What is the German translation of this sentence from the post on a Java collision engine: "I'm not sure if that could cause issues with ordering or normal calculations."

#### READING TEXT

....

I have been working on a collision engine in Java, utilizing the Separating Axis Theorem in 3D space. I have it working successfully in all cases (that I could think of testing) with object-oriented bounding boxes, but I'm finding that SAT isn't super accurate at detecting collisions as immediately with other convex 3D polygons. Corners of rotated polygons may overlap a small amount before any valid collision is found, and the subsequent clipping algorithm I use to calculate contact points will fail. I'll highlight the main points on my current SAT implementation below, and I'd just like to get some feedback to see if I was on the right track with this or if I'm fundamentally missing something in the theory. Trying to refrain from pasting code since its moderately long.
Do note that I am using object models imported from Blender in wavefront.obj files, so I'm using the vertex normals in these files to populate my collision bodies in simulation. I'm not sure if that could cause issues with ordering or normal calculations.
Input two collision bodies (BodyA, BodyB)

....

#### DATASET EXCERPTS
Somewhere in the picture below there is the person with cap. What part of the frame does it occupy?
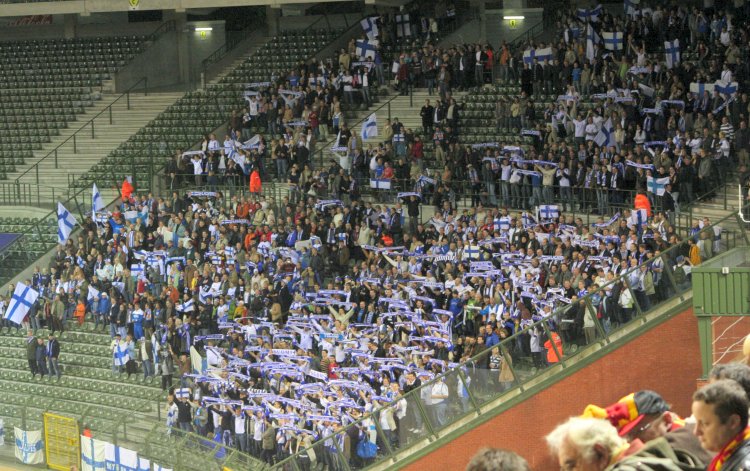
[46,332,61,381]
[582,390,712,466]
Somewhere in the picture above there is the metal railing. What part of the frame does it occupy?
[272,208,748,471]
[15,77,148,200]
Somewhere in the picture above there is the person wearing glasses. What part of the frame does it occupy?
[583,390,713,467]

....

#### EXERCISE RESULT
Ich bin mir nicht sicher, ob das Probleme mit der Reihenfolge oder bei der Berechnung der Normalen verursachen könnte.